• INSTRUÇÕES DA TAREFA
Reescreva de forma mais concisa o parágrafo do texto sobre o filme que começa com "Diferente da cena final", preservando seus fatos principais.

Diferente da cena final do filme na qual há uma assistente social conforme as
regras. O ambiente já não é sujo nem escuro. A profissional, também negra, mas
de aspecto branqueado, finge não fazer parte da classe social de Arthur Flexer.
Mas é no ambiente seguro, branco e
higienizado do hospital que se dá o clímax da metamorfose daquele que aprendeu dançar no escuro. “Parei de tomar os remédios. Estou bem melhor agora”, ele diz. Ergue
a coluna, se veste de cores vibrantes e não sobe mais a longa escada como se
caminhasse para a morte. Ele é Ele no
sentido cru da palavra. Emancipado, desce a escadaria e encara a realidade que
o esmaga. Livre, mesmo que para morrer num hospício, destrói as máscaras com as
quais representou até ali. Vem daí
pedir para que o apresentador de televisão o chame de “Coringa”, Arthur Flexer também é um farsante. Se ele mata a psicóloga? Isso é tão secundário como achar
os personagens de Shakespeare psicopatas sem conhecer o emaranhado sociopolítico-psicológico
de suas tragédias. Basta acompanhar a trilha sonora e observar o semblante do
homem que reflete o passado e se lança no presente com o cuidado de não mais
permitir que pisem os seus sonhos para enxergar derrota e ação, não violência,
como partes do jogo. A psicóloga quer saber por que ele sorrir: “Você quer contar para mim?”, ela
pergunta sem marcar o semblante com expressão de sentir com o outro. “Você não entenderia...”, ele responde
sem o ressentimento com o qual expõe sua angústia à primeira funcionária. Instantes
depois, caminha deixando fortes pisadas de sangue no corredor de paredes e piso
brancos. Temos pressa em saber: “ele a matou?”.

• LINHAS APRESENTADAS

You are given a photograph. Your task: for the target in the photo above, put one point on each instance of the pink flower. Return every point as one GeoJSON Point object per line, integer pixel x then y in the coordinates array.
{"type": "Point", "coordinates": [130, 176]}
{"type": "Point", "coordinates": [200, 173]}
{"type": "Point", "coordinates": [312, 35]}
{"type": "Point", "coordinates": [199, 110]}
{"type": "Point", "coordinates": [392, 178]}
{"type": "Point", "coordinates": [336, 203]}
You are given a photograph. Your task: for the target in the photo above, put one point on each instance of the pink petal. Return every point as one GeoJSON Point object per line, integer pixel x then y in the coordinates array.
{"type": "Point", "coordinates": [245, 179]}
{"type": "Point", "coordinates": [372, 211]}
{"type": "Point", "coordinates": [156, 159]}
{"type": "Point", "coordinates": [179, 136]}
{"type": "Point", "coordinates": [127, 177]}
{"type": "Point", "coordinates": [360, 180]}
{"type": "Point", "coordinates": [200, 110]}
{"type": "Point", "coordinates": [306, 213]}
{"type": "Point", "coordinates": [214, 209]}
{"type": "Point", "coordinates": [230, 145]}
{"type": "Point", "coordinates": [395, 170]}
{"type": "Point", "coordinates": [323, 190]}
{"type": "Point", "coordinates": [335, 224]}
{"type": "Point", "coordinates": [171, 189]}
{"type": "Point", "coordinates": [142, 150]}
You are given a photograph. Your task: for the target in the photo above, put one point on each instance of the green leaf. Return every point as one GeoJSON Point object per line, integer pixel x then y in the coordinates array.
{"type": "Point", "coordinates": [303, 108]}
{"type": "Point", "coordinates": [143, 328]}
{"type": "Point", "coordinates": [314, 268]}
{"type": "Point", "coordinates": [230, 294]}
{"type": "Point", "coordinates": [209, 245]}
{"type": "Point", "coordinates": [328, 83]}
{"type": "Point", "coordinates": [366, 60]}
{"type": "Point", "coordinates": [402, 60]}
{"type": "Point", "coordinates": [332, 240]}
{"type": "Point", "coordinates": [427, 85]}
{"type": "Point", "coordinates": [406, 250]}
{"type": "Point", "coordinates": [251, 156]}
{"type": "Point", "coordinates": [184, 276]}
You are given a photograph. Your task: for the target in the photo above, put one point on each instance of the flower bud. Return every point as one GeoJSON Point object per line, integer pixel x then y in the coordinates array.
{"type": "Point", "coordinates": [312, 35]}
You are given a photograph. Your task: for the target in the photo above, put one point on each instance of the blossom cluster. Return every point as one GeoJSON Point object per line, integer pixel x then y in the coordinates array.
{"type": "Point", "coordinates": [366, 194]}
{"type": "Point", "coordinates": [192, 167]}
==
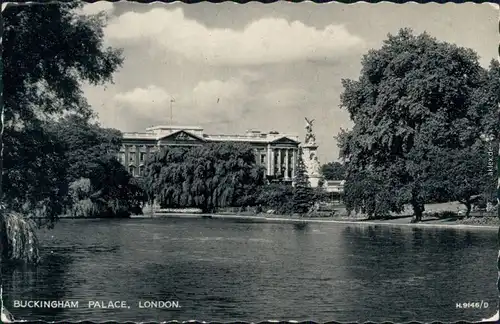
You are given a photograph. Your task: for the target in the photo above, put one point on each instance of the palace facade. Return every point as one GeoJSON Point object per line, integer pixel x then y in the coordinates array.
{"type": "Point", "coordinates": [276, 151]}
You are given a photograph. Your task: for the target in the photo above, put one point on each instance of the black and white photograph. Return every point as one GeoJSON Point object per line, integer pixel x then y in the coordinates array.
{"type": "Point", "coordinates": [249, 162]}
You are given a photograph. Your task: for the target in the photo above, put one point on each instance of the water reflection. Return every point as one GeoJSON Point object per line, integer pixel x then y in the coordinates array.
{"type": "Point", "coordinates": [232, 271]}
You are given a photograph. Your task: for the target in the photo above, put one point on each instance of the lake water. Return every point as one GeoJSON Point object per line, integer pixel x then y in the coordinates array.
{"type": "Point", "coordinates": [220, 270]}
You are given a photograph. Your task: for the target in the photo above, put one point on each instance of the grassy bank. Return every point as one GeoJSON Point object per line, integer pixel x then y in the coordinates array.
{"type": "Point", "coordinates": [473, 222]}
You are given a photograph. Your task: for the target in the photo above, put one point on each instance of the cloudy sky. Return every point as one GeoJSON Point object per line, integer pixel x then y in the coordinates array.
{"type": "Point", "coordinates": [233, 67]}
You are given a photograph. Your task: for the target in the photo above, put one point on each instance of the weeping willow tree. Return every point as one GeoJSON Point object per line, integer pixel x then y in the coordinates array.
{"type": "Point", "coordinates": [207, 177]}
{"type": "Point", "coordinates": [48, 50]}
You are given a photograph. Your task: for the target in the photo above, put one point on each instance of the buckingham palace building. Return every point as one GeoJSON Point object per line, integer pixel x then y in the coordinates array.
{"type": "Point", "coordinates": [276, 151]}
==
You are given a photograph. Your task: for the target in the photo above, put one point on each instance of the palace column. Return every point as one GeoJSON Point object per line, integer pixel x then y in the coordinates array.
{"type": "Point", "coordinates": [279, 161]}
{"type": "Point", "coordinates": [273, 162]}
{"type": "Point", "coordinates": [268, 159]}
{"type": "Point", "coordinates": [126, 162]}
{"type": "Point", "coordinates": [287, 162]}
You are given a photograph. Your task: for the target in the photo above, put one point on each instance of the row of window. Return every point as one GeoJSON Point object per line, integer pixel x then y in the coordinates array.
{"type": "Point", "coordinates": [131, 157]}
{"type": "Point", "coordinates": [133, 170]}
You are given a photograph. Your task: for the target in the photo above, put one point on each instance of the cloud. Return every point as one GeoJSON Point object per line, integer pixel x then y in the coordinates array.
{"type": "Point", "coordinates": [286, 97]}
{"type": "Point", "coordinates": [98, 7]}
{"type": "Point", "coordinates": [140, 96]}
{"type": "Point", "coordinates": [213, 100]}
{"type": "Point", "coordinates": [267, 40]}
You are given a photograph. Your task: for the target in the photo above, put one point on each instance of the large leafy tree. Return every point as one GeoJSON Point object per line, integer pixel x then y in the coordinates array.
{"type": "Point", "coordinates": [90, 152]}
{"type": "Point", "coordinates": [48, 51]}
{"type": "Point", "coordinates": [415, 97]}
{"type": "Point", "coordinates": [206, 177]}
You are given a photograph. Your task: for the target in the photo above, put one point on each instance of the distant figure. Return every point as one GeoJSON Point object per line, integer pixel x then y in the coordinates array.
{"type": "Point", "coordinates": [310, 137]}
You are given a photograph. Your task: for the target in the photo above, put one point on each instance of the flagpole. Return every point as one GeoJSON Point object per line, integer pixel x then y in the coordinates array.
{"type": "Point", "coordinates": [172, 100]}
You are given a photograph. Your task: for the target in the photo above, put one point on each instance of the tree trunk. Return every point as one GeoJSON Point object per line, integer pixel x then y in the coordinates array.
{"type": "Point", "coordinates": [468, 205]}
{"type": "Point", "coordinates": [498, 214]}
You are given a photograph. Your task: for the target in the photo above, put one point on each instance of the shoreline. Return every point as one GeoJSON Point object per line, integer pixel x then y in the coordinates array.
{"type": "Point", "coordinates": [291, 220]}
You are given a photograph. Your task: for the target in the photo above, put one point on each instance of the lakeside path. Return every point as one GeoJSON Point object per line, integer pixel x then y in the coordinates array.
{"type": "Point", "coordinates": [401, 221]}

• RESOLUÇÃO DA TAREFA
Na cena final do filme, a assistente social segue as regras, e o ambiente já não é sujo nem escuro. A profissional, também negra, mas de aspecto branqueado, finge não pertencer à classe social de Arthur Flexer. É no hospital, seguro, branco e higienizado, que culmina a metamorfose do personagem. Ele diz ter parado de tomar os remédios e estar bem melhor, ergue a coluna, veste cores vibrantes e desce a escadaria para encarar a realidade. Livre, mesmo que para morrer num hospício, destrói as máscaras que usou até ali e pede ao apresentador de televisão que o chame de "Coringa". Saber se ele mata a psicóloga é secundário. Ela pergunta, sem expressar empatia, se ele quer contar por que sorri, e ele responde sem ressentimento: "Você não entenderia...". Instantes depois, caminha deixando pisadas de sangue no corredor branco, e temos pressa em saber se ele a matou.